> _EXCERPTED TEXT_
Quinns: Right? Spielworxx is promising “Lots of minor tweaks” to their edition, so that’s exciting. I just hope they manage to make a box that’s a little more attractive than Captains of the Gulf, another Spielworxx game that we looked at back in podcast #89.
Ava: Battlelands is a new bottom-of-the-garden ruck-a-thon from Plaid Hat Games. Your cards form an adorable animal warband that will face off in six battles over the course of the game. This appears to sit somewhere between Condottiere and the sadly out of print Dogs of War, both of which are dramatic, punchy, tightly wound skirmishes. I’m excited to see if these cute warriors can be as brutal as their Italian and Clockpunk cousins. After a run of ‘not quite there’ games, I’d love to see Plaid Hat return to the form that made me fall in love with the company.
The not so tim’rous beasties are from an upcoming storybook game titled “Aftermath”, but Plaid Hat hasn’t released any information about that yet, so I’m a little bewildered as to why I should care. On the other hand, Battlelands has a mining mole with a candle strapped to their forehead, and that’s more than enough to get me hyped.
Quinns: Hang on. Moles are absolutely blind–
Ava: I literally already googled this. Apparently even the ones that have their eyes covered over with skin have surprisingly good light detection.
Quinns: Right. But having a candle strapped to your face didn’t make any sense when I first saw a goblin doing it in Hearthstone, and it makes even LESS sense here.
Ava: Not to mention a fire hazard. That’s it, I’m dismounting my hype horse.
Ava: Cleopatra and the Society of Architects sounds like an Asterix book and looks like the sort of kickstarter fluff I’d usually ignore. It turns out it’s a reprint of a game that Days of Wonder had a lot of success with in 2006. I can’t say I’ve noticed people clamouring for its return, but with Bruno Cathala and Ludovic Maublanc as the designers behind these pyramids, maybe there’s something worth digging out here.

> _WHAT TO WORK ON_
(a) Reproduce word for word the passage of the board game discussion between "The not so tim’rous" and "get me hyped.", inclusive.
(b) Write the next part of the board game discussion, picking up after its final sentence.
These items have no connection to the board game discussion above.

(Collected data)
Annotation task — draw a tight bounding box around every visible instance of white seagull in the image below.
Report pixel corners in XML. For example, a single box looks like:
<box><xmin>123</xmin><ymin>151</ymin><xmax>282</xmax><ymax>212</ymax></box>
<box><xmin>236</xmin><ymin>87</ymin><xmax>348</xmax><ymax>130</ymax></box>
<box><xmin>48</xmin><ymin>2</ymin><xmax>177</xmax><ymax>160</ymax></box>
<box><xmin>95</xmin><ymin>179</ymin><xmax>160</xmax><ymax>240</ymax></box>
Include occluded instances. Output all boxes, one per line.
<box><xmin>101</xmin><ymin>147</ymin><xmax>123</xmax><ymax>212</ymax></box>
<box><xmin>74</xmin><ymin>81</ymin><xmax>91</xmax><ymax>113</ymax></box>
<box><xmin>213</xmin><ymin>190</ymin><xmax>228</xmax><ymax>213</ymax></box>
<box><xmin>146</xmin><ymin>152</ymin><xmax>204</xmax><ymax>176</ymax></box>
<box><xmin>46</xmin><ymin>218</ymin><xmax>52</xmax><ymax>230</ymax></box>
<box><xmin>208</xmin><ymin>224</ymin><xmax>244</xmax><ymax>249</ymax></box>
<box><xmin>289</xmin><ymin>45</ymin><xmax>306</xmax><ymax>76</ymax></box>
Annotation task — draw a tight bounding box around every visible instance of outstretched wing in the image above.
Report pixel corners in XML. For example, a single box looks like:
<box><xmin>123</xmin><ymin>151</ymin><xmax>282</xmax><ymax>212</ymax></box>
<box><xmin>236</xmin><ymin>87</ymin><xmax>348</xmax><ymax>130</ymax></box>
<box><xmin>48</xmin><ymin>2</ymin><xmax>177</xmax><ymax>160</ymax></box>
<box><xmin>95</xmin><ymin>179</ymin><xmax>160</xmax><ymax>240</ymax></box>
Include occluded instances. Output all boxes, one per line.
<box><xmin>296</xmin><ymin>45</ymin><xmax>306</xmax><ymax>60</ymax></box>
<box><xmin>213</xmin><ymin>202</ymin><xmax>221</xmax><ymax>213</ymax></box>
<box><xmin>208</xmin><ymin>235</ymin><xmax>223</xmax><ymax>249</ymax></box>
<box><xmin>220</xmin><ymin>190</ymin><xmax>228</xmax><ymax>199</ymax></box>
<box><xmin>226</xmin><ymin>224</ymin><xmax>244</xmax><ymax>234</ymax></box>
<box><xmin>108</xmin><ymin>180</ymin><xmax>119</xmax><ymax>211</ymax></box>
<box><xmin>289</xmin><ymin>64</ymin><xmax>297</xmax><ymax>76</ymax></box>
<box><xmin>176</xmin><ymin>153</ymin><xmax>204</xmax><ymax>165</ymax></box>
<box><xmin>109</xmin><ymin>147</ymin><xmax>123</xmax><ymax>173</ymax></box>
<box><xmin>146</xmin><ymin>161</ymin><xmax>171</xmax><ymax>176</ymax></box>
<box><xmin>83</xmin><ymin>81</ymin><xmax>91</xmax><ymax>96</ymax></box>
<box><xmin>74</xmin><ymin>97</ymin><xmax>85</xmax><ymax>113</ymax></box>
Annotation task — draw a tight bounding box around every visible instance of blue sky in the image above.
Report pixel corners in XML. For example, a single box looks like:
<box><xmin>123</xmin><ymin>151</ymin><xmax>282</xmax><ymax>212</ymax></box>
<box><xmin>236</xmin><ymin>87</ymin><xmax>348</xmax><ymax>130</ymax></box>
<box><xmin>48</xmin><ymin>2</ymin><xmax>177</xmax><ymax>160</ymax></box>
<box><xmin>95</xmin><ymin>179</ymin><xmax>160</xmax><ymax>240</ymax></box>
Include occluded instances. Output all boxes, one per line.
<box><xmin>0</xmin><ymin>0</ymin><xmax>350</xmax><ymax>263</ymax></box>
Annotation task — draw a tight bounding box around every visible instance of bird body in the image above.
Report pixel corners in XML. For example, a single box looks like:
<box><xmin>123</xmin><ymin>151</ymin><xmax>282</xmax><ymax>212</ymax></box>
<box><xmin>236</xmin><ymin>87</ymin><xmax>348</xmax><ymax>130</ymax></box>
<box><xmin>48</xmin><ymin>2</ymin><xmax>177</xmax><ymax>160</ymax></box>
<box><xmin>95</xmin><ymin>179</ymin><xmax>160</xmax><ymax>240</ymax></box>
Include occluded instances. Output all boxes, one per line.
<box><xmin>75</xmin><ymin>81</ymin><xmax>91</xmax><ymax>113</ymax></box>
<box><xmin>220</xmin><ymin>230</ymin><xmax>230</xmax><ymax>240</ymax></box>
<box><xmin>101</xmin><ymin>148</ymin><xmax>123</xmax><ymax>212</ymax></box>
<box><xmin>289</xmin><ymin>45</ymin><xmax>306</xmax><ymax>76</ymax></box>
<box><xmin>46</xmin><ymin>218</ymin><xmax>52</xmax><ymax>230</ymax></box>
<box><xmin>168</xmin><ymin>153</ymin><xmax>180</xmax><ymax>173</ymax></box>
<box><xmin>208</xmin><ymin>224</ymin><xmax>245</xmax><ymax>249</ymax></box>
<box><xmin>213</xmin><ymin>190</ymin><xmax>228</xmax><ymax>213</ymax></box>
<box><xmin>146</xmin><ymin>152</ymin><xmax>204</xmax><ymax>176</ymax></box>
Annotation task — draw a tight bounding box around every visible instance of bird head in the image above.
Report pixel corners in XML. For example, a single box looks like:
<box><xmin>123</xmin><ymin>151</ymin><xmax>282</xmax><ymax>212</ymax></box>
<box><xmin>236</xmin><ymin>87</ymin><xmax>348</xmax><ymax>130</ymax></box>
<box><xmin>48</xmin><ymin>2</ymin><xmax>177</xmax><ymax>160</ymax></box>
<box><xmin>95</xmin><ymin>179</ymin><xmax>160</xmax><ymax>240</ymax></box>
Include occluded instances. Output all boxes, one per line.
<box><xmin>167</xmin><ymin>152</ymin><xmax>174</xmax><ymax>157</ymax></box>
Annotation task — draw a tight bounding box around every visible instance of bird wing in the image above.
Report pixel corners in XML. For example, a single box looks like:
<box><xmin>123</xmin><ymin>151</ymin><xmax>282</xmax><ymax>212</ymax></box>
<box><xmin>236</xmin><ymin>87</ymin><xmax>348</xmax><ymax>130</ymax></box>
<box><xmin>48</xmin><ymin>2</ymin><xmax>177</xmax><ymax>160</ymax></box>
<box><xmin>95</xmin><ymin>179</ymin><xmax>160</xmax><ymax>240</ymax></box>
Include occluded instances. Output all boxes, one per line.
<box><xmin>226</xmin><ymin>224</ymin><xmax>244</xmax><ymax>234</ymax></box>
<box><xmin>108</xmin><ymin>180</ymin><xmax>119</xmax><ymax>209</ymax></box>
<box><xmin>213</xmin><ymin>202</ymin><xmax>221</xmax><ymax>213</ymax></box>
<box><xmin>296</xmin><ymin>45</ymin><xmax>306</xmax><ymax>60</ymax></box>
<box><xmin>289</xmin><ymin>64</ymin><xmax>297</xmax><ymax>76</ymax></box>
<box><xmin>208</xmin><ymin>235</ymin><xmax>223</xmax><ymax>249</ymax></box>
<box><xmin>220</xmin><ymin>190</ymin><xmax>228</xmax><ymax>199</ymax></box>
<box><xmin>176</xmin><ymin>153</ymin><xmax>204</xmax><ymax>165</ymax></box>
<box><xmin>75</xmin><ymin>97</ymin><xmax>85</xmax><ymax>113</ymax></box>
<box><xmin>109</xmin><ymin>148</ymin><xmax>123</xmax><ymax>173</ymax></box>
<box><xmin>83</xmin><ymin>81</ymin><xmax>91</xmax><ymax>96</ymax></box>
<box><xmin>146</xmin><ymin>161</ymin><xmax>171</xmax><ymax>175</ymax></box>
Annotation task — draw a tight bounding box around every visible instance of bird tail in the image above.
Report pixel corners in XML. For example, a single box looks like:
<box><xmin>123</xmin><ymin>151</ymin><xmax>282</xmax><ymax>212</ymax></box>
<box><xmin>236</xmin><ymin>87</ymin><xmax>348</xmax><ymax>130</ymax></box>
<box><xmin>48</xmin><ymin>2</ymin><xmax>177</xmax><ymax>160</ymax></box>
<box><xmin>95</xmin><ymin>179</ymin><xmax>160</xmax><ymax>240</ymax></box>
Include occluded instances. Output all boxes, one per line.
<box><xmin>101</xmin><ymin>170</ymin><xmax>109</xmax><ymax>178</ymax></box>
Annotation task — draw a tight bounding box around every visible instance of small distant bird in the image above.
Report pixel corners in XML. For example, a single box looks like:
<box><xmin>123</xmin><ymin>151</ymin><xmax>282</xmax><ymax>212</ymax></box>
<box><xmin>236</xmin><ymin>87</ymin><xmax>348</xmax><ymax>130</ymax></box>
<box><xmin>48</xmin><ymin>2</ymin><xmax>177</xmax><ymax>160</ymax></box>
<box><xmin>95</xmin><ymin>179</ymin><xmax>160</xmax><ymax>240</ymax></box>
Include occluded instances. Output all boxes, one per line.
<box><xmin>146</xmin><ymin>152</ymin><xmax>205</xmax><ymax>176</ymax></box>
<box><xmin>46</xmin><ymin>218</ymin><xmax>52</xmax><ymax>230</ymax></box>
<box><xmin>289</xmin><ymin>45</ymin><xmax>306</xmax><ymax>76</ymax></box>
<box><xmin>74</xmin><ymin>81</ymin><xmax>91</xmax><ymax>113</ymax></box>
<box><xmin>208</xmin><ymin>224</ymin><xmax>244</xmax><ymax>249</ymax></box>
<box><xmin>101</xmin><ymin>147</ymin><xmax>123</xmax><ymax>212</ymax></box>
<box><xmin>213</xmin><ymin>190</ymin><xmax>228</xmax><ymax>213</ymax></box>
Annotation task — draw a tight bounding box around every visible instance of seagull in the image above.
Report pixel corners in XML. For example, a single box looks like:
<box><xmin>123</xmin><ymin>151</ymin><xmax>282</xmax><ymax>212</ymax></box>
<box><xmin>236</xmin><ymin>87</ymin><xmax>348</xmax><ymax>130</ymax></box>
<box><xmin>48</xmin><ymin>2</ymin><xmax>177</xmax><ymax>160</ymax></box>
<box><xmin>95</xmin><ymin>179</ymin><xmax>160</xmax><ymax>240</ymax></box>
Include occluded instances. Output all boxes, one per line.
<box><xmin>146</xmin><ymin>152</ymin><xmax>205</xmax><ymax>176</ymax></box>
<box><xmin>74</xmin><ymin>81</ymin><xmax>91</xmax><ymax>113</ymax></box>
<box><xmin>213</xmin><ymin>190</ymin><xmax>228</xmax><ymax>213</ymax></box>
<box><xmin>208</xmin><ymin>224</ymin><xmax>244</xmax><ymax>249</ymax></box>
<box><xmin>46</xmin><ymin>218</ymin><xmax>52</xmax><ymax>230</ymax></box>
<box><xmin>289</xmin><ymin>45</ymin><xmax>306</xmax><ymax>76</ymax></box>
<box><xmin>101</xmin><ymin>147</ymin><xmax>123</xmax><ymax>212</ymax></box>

> _EXPECTED RESULTS_
(a)
The not so tim’rous beasties are from an upcoming storybook game titled “Aftermath”, but Plaid Hat hasn’t released any information about that yet, so I’m a little bewildered as to why I should care. On the other hand, Battlelands has a mining mole with a candle strapped to their forehead, and that’s more than enough to get me hyped.

(b)
Cleopatra turns you into the titular architects, vying to impress the empress with the most monumental monuments. You’ll be fighting to build a plaza full of sphinxes, a temple roof garden, and the walls to the temple itself. I can’t help but think all of the big chunks of plastic are a big chunk of unnecessary, but it’s definitely going to look big and bold on the table, especially now it’s made enough money to bump the size of the entire game up by forty percent.
Quinns: I’m so in love with the idea of Kickstarter fundraising causing a game to swell in size like a snakebite victim.
Ava: I might back this one if it gets big enough I can actually live in the temple.
Quinns: In all seriousness, I think this game looks pretty cool! I enjoyed the plastic chunkiness of The Adventurers: The Pyramid of Horus. Who says simple games need simple components?
Ava: The simple components industry?
Quinns: Ahh, Big Simple Component strikes again.
Quinns: Meanwhile, this week’s Kickstarter success story is CMON’s Bloodborne: The Board Game. A love letter to From Software’s blisteringly good video game Bloodborne, rendered in cardboard and a great many gorgeous miniatures. In fact, there’s even a Vicar Amelia miniature! One of my favourite video game bosses ever, although that’s partly thanks to her music.
Now, allow me to break out my French horn and play the same old song you’ve heard SU&SD play a hundred times before:
If you want to back this game for the miniatures, go for it. CMON is a safe pair of hands. If you want a great game, then statistically speaking, you’re unlikely to find it here. CMON’s miniatures-based games are frequently uninspiring, Eric Lang’s Bloodborne card game received a pretty tepid reception, and for what it’s worth, the Dark Souls board game (from a different publisher and designer) wasn’t great either.
Ava: I just watched the video and it’s disturbingly uninspiring. Watching a giant tower get flattened into cardboard is a sad analogy for a table top transition. Tokens and miniatures floating around of their own volition is just animating the least exciting parts of a game. Without players board games are nothing, and this video feels haunted by that.
Quinns: Let’s summon Matt, SU&SD’s biggest Bloodborne fan, for his thoughts.
Matt: Hello! There are few things I love quite as much as Bloodborne. The gothic and gory cousin of Dark Souls, in many ways it achieved what most of that iconic game didn’t: using fragmented chunks of vague narrative to successfully tell a cohesive story that works on a number of layers. Ostensibly a game about murdering vile beasts, it slowly mutated into something much more than that, which is why I must admit I’m fairly disinterested to see it packaged as a spin-off product of minis with cool weapons and creatures you can beat.
Then again, at this point I’m really no stranger at all to the phenomenon of video games being celebrated the loudest with the least interesting readings of the subject matter, which is why I currently work here! HELLO.
Quinns: Hello!
Ava: Hello.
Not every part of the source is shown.